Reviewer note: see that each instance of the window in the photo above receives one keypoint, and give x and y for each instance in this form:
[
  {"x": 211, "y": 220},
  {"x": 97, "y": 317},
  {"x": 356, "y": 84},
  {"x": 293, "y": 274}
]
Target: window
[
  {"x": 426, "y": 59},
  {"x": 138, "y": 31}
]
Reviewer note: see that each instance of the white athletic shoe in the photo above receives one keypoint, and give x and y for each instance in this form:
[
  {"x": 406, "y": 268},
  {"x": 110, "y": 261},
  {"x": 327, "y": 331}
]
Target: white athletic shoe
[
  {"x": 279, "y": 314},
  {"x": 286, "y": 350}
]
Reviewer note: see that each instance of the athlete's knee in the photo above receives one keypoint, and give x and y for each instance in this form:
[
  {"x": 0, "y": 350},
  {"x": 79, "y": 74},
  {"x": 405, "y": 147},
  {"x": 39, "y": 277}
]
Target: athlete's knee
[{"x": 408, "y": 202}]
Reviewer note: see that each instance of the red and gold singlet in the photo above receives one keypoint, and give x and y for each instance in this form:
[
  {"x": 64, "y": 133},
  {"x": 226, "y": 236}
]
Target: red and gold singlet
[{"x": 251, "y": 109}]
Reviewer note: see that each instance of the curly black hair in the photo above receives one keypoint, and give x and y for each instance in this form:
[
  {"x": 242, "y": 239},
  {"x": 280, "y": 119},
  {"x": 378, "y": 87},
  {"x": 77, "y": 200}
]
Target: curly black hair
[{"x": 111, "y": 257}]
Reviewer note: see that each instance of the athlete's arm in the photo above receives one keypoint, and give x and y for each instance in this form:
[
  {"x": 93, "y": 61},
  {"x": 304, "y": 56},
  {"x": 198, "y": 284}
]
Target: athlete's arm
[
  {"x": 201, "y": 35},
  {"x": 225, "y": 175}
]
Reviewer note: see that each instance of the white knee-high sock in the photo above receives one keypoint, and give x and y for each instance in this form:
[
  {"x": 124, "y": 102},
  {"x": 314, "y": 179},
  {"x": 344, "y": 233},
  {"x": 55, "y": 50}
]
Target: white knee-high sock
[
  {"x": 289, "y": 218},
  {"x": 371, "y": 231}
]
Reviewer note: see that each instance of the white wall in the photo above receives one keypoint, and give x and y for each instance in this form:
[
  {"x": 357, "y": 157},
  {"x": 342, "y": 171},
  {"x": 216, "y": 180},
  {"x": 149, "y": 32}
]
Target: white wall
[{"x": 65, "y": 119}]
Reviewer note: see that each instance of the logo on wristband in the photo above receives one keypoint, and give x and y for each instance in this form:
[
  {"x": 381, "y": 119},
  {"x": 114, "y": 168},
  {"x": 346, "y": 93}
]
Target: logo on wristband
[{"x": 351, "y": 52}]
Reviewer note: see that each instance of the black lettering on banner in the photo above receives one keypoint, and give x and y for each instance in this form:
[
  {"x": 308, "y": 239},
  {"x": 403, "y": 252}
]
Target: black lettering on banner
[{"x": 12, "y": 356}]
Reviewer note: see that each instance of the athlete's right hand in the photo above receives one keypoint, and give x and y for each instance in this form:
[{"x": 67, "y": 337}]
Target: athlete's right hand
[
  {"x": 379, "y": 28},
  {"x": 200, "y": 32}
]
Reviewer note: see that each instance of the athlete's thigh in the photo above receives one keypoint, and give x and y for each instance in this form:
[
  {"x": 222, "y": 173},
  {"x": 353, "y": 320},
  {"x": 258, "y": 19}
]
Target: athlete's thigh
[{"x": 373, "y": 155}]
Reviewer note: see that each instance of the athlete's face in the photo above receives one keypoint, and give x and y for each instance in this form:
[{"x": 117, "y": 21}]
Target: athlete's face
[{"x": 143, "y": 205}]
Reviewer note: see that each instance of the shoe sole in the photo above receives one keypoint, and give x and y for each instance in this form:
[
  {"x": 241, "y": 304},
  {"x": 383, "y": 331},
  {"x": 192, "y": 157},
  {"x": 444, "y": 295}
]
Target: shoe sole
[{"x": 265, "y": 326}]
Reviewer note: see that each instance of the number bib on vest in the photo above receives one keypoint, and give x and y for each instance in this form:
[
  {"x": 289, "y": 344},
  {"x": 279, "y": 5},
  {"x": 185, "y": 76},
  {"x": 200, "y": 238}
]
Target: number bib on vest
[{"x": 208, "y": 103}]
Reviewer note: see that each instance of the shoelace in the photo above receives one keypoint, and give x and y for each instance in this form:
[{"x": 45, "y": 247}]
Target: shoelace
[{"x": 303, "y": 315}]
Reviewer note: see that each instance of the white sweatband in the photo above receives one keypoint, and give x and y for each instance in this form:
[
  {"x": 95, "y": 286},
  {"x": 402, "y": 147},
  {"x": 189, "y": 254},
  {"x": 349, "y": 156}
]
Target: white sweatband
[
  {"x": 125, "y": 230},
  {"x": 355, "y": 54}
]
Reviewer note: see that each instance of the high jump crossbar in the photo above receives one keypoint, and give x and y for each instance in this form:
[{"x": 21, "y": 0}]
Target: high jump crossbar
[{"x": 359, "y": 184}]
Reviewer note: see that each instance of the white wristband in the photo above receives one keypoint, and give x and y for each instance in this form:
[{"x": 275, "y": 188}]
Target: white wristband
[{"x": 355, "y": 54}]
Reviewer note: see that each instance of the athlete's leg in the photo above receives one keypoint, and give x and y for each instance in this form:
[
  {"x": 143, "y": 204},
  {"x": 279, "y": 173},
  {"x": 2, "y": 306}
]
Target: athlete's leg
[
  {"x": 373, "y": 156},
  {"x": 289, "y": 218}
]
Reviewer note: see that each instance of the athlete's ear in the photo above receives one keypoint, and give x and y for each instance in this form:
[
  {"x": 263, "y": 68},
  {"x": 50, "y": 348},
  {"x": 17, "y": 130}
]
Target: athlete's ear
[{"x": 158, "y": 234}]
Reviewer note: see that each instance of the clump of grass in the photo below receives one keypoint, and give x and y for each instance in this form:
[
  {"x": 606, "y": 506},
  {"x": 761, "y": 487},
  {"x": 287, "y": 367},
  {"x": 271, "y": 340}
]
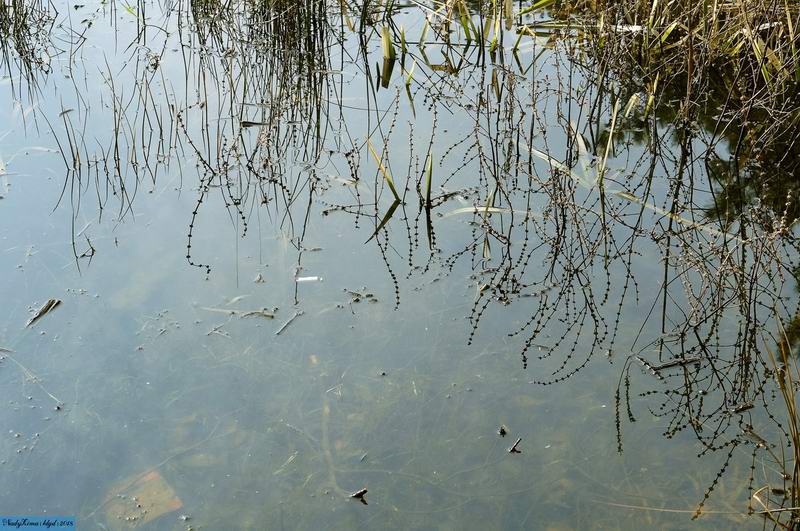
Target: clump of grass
[{"x": 24, "y": 34}]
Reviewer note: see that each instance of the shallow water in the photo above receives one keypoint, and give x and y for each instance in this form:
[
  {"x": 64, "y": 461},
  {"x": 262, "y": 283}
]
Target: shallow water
[{"x": 380, "y": 365}]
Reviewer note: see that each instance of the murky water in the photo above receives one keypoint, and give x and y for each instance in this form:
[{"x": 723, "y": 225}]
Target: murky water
[{"x": 304, "y": 350}]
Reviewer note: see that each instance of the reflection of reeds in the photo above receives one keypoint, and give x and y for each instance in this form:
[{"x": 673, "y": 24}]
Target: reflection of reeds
[{"x": 787, "y": 376}]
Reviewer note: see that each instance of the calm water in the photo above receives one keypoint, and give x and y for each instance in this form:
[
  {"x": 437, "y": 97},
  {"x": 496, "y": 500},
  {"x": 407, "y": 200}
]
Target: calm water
[{"x": 287, "y": 363}]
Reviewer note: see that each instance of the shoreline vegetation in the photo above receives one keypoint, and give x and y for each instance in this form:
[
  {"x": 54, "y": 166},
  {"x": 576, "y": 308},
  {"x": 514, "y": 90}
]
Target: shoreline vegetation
[{"x": 681, "y": 137}]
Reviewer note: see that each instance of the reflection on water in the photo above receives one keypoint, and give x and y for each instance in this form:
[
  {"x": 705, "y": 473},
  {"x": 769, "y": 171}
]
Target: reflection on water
[{"x": 291, "y": 270}]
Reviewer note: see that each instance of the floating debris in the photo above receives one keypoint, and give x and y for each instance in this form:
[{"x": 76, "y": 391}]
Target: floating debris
[
  {"x": 680, "y": 362},
  {"x": 46, "y": 308},
  {"x": 297, "y": 314},
  {"x": 261, "y": 312},
  {"x": 139, "y": 500},
  {"x": 359, "y": 495}
]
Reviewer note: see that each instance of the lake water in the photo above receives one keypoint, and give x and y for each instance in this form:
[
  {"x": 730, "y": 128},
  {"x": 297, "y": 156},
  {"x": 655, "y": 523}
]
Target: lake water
[{"x": 317, "y": 337}]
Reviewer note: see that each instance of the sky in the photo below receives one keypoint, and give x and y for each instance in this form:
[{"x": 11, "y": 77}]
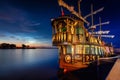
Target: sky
[{"x": 29, "y": 21}]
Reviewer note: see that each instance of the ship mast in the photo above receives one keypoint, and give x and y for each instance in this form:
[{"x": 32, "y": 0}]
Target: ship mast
[
  {"x": 71, "y": 9},
  {"x": 79, "y": 11}
]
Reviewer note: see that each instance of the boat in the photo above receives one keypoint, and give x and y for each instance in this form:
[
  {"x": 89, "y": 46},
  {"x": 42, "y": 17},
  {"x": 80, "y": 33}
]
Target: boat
[{"x": 77, "y": 45}]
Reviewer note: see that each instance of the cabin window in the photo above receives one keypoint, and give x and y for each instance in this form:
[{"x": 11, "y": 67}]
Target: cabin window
[
  {"x": 92, "y": 50},
  {"x": 79, "y": 49},
  {"x": 79, "y": 30},
  {"x": 69, "y": 49},
  {"x": 87, "y": 50},
  {"x": 63, "y": 29}
]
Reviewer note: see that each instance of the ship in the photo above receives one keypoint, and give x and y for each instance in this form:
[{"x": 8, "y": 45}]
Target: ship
[{"x": 77, "y": 45}]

────────────────────────────────────────

Problem details |
Only lines with the word "below" count here; copy every one from the records.

Response to the exercise |
Reviewer note: see that each instance of the clump of grass in the photo below receives one keypoint, and give x and y for each instance in this form:
Reviewer note: see that each instance of the sky in the photo below receives one keypoint, and give x and y for each instance in this form:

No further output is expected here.